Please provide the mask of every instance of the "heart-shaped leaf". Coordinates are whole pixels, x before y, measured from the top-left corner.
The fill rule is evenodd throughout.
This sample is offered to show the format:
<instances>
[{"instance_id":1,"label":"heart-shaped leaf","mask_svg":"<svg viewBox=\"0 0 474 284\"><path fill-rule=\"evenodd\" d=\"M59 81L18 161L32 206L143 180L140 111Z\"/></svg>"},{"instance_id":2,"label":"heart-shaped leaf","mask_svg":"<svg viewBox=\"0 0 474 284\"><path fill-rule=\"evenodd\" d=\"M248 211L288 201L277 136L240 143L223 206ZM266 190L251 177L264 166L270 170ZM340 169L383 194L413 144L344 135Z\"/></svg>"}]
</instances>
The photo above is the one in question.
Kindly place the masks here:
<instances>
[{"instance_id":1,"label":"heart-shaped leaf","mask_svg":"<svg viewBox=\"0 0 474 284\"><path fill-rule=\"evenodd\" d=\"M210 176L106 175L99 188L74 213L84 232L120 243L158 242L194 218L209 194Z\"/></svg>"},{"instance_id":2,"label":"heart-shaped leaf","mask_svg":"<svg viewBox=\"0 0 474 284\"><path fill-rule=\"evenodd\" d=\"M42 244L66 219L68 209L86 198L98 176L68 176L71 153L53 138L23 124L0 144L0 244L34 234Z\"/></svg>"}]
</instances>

===

*Exercise details:* Reproduce the complete data exactly as presented above.

*Final answer:*
Please provide the mask of every instance of the "heart-shaped leaf". Coordinates are whole pixels, x before y, measured from the top-left corner.
The fill rule is evenodd throughout.
This sample is offered to show the format:
<instances>
[{"instance_id":1,"label":"heart-shaped leaf","mask_svg":"<svg viewBox=\"0 0 474 284\"><path fill-rule=\"evenodd\" d=\"M59 81L18 161L32 206L143 180L140 111Z\"/></svg>"},{"instance_id":2,"label":"heart-shaped leaf","mask_svg":"<svg viewBox=\"0 0 474 284\"><path fill-rule=\"evenodd\" d=\"M248 211L288 201L277 136L240 143L223 206ZM266 190L251 177L264 166L270 170ZM340 169L383 194L413 144L344 135Z\"/></svg>"}]
</instances>
The photo above is the one in question.
Kindly place the masks here:
<instances>
[{"instance_id":1,"label":"heart-shaped leaf","mask_svg":"<svg viewBox=\"0 0 474 284\"><path fill-rule=\"evenodd\" d=\"M210 176L106 175L99 188L74 213L84 232L120 243L158 242L194 218L209 194Z\"/></svg>"},{"instance_id":2,"label":"heart-shaped leaf","mask_svg":"<svg viewBox=\"0 0 474 284\"><path fill-rule=\"evenodd\" d=\"M42 244L66 219L68 209L86 198L98 176L68 176L71 153L53 138L23 124L0 144L0 244L34 234Z\"/></svg>"}]
</instances>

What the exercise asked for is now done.